Stated exercise: From the Kevin Street text below, list every club he played for in the Football League.

Given passage:
□ □ □ □ □ □ □

Kevin Street  (born 25 November 1977) is an English footballer who played in the Football League as a midfielder for Crewe Alexandra, Luton Town, Bristol Rovers and Shrewsbury Town.

Playing career
Street, a strong passing spirit, began his career at Crewe Alexandra in 1997. After a loan move to Luton Town in 2001, he then joined Northwich Victoria in 2002 on a permanent deal before transfers to Bristol Rovers 2002–2003, Shrewsbury Town 2003–2005, Stafford Rangers 2005–2008, Altrincham 2008–2009, and Nantwich Town 2009–2011. In June 2011 he returned to Stafford Rangers in an attempt to gain a deal for the 2011–12 season and on 11 July signed a deal with the club. In late September during the 2012–2013 season he left the club by mutual consent. He later signed for Kidsgrove Athletic. In July 2014 he joined Alsager Town.

Managerial career
Street's first experience of management came in 2008 in a spell as joint caretaker manager with Neil Grayson at Stafford Rangers. In 2010, he became joint manager of Nantwich Town with Darren Tinson although they both left the club by mutual consent in March 2011.

□ □ □ □ □ □ □

Supplied records:
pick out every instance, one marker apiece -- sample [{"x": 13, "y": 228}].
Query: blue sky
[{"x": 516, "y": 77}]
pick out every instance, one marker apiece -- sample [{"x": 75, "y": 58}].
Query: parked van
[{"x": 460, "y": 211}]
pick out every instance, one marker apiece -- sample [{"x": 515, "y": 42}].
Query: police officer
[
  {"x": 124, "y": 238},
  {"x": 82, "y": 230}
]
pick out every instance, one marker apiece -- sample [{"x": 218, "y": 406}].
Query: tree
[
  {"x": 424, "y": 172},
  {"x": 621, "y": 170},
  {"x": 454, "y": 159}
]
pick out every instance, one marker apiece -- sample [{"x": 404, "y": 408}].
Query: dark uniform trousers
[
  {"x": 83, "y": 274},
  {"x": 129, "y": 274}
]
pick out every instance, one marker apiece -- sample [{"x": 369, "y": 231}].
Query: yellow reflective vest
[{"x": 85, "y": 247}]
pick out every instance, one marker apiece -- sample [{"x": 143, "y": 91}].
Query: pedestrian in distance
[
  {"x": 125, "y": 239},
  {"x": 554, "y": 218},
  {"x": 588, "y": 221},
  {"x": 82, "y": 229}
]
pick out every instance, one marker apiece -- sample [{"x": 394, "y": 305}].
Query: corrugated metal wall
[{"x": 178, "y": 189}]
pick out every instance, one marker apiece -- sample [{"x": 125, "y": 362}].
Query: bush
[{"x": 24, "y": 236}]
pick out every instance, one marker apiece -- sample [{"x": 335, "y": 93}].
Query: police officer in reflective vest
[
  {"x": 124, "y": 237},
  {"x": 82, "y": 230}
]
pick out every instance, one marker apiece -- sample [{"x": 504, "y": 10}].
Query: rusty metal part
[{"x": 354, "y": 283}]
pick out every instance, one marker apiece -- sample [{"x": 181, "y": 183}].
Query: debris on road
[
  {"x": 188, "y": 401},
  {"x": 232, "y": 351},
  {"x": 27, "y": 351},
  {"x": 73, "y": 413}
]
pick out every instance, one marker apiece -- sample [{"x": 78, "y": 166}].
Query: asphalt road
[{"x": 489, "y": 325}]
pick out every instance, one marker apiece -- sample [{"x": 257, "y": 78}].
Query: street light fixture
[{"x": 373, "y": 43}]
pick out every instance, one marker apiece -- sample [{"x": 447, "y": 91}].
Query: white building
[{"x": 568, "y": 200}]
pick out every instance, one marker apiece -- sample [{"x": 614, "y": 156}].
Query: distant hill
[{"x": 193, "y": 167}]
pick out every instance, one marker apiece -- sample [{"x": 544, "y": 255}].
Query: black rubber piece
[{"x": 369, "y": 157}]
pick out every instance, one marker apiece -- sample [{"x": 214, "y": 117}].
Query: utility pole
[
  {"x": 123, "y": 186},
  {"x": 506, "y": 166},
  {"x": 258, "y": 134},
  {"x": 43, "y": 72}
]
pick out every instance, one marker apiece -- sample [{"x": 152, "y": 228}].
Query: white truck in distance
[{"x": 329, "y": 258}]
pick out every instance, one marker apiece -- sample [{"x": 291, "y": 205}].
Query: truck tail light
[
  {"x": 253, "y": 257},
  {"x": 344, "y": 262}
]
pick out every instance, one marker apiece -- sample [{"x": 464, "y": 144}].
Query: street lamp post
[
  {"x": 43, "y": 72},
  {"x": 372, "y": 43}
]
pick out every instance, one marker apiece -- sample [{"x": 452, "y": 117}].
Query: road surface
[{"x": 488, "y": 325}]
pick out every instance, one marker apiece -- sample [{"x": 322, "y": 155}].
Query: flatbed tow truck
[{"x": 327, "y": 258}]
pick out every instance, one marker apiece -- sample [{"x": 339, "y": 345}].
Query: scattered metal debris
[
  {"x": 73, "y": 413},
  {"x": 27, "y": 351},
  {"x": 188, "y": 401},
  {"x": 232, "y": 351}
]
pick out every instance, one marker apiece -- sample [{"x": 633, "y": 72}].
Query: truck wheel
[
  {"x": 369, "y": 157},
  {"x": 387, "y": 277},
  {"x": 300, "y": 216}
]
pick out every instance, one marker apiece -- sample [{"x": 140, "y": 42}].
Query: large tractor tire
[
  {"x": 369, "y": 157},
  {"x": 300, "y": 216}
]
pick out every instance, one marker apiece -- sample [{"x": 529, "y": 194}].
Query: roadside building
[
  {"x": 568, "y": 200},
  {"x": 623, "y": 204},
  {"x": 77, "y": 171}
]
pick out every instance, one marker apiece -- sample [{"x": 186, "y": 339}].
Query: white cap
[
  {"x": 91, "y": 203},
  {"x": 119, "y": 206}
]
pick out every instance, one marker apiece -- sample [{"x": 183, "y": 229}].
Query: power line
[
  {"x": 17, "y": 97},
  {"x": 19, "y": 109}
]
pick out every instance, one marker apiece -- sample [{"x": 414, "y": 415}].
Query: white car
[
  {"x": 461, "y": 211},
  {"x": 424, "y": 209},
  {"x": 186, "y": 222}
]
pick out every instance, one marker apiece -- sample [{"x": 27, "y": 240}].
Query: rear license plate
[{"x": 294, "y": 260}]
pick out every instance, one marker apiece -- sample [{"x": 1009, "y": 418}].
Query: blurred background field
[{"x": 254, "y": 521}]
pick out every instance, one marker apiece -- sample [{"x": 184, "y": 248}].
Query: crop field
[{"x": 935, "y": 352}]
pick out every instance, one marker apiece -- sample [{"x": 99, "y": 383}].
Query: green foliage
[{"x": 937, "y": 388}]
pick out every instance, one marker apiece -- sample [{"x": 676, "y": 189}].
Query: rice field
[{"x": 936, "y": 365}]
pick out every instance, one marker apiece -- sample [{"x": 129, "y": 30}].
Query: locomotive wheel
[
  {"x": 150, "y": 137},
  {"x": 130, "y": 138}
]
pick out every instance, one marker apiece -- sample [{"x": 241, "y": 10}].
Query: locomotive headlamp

□ □ □ □ □ □ □

Response to this exercise: Crewe Alexandra, Luton Town, Bristol Rovers, Shrewsbury Town